# EXCERPT TO READ
## begin
Studio album by Bill Frisell
- Released: 2001
- Recorded: Spring of 2000, early 2001
- Genre: Jazz fusion, Americana
- Length: 66:38
- Label: Elektra Nonesuch
- Producer: Lee Townsend and Michael Shrieve

Bill Frisell chronology
| Blues Dream (2001) | With Dave Holland and Elvin Jones (2001) | The Willies (2002) |

= With Dave Holland and Elvin Jones =

With Dave Holland and Elvin Jones is the 14th album by Bill Frisell to be released on the Elektra Nonesuch label. It was released in 2001 and features performances by Frisell, bassist Dave Holland and drummer Elvin Jones.
## end
# COLLECTED DATA
## begin
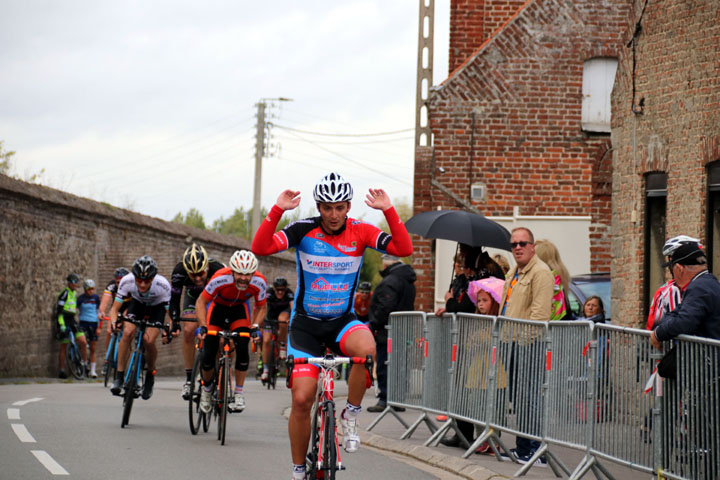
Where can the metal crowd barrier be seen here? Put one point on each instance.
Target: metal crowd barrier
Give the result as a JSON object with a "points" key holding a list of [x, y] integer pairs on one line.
{"points": [[405, 368], [571, 384], [690, 435]]}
## end
# DO THIS
Resume the article on the Bill Frisell album With Dave Holland and Elvin Jones, picking up right after its final sentence.

# TASK RESPONSE
==Reception==
The AllMusic review by John Duffy awarded the album 3.5 stars, stating, "What can you expect but good things from a date featuring three players of such high pedigree. With Dave Holland and Elvin Jones representing the steadfast rhythm sections of old, and with Frisell's post-modern tones being among the finest voices moving jazz forward, a date like this should easily yield some classic moments. But Frisell comes up with only partial melodies and bare bones sketches for the band to play. Jones sounds at times utterly bored with his rhythm duties, desperate for a chance to stretch out. Frisell himself is often hesitant. Henry Mancini's "Moon River" and Stephen Foster's century-and-a-half old "Hard Times" together offer brief glimpses of levity, but cannot save the set entirely." The Penguin Guide to Jazz described the album as "A dull, sketchy, supergroup encounter, and Jones can rarely have sounded as lacklustre."

Professional ratings
Review scores
| Source | Rating |
| AllMusic | Star Half star |
| The Penguin Guide to Jazz | Star |

==Track listing==
All compositions by Bill Frisell except as indicated.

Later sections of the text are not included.